_WHAT IS BEING ASKED_
Please copy out word for word the stretch of the listing below from the line containing "Practice. Annotate every instance of the blurred" through the line containing "x=470 y=131", with both of those lines included and nothing else.

** Start of SUPPLIED DATA **

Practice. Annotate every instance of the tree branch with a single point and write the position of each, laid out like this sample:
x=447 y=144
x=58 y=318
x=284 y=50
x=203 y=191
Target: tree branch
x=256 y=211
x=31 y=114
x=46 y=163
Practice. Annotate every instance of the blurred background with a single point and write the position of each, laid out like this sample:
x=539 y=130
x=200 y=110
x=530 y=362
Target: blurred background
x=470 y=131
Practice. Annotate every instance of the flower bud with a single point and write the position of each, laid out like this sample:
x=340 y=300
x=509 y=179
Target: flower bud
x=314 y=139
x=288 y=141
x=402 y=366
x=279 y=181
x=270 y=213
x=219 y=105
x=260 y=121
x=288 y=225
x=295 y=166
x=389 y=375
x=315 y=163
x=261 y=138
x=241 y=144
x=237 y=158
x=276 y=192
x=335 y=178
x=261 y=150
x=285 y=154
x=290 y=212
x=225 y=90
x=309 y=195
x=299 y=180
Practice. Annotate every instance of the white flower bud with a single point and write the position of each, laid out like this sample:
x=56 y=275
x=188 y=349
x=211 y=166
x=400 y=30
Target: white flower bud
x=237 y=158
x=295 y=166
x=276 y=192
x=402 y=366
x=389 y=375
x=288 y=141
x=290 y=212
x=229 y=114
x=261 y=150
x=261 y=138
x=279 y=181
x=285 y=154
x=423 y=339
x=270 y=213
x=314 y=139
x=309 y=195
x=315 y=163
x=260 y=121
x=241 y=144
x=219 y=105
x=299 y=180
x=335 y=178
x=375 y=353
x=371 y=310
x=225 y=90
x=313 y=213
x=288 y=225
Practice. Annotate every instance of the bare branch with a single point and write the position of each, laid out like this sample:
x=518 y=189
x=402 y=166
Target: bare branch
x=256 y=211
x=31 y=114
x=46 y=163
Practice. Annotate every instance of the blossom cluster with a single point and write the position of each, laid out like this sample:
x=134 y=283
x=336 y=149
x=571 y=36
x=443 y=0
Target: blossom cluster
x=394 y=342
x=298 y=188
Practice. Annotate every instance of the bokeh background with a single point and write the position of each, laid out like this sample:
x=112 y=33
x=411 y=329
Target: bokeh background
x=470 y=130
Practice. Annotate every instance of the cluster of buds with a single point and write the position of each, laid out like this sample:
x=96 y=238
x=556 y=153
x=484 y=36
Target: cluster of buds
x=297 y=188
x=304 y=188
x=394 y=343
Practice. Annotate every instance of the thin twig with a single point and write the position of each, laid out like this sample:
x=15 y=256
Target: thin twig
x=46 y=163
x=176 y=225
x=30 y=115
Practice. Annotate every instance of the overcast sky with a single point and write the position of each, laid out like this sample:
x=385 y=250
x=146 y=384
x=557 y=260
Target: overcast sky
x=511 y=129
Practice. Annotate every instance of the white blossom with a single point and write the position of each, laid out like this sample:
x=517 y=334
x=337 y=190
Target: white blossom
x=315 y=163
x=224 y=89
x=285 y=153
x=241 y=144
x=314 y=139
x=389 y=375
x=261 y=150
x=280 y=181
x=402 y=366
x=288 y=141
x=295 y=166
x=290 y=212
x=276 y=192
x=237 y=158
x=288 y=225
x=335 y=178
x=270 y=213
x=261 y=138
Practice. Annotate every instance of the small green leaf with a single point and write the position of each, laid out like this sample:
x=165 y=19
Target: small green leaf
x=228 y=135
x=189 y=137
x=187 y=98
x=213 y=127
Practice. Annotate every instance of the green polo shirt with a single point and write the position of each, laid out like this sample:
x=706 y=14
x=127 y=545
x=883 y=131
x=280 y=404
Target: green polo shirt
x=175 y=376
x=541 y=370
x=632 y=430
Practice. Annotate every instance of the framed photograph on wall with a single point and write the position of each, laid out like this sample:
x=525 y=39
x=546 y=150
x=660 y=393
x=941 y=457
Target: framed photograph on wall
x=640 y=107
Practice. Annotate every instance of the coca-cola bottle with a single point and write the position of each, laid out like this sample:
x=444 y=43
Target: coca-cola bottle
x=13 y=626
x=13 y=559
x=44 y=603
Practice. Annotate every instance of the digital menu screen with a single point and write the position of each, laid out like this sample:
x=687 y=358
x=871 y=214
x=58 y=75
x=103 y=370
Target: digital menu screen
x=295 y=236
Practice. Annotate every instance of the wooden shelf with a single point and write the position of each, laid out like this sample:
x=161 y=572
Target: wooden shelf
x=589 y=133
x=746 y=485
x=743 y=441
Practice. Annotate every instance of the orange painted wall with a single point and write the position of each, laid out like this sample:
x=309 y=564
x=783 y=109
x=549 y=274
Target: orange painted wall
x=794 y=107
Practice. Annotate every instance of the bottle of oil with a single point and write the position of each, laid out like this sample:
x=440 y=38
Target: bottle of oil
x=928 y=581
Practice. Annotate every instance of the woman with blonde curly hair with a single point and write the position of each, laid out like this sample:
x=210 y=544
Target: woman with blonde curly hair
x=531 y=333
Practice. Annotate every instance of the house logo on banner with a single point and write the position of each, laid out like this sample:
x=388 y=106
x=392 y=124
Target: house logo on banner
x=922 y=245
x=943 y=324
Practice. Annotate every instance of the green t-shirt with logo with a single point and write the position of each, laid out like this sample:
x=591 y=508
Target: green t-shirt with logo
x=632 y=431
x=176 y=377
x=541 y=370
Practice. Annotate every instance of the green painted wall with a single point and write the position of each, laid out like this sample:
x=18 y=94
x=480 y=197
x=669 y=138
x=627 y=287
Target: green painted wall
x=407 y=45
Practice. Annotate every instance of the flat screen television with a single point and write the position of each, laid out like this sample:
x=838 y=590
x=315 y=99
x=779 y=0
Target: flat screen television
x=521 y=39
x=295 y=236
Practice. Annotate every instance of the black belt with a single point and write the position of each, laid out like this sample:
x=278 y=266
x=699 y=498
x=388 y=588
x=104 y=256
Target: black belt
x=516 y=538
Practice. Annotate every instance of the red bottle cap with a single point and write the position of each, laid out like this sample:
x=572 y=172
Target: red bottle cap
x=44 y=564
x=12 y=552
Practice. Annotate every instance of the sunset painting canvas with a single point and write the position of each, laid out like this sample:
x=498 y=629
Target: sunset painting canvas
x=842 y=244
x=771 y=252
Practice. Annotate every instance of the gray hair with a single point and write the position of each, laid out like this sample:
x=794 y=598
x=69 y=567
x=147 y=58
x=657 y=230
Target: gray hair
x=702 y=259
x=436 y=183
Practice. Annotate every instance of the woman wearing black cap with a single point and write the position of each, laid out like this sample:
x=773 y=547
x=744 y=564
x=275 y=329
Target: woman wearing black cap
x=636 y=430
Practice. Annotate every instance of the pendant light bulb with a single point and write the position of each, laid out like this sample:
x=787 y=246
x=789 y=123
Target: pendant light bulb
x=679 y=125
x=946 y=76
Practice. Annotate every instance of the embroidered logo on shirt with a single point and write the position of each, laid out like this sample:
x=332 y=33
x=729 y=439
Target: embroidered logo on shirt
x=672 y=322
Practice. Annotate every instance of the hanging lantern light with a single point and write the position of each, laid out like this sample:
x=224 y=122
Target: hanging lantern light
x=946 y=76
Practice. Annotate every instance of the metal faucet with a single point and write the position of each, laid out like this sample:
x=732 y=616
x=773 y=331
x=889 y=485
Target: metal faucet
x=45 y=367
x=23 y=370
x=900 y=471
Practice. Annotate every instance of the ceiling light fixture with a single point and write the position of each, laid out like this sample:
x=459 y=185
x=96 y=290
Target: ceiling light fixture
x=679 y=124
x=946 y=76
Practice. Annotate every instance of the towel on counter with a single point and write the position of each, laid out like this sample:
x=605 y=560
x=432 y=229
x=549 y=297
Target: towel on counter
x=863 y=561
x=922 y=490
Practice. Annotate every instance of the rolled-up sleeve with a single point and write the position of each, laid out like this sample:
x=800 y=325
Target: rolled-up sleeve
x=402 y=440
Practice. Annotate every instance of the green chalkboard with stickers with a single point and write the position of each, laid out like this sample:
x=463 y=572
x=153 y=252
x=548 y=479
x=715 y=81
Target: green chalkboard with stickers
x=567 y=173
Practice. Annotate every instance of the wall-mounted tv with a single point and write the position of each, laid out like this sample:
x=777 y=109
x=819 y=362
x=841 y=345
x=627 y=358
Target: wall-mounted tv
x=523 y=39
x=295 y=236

** End of SUPPLIED DATA **

_OUTPUT BELOW_
Practice. Annotate every instance of the blurred background with a single point and write the position of each, laid out like this sample:
x=539 y=130
x=200 y=110
x=530 y=362
Target: blurred background
x=470 y=131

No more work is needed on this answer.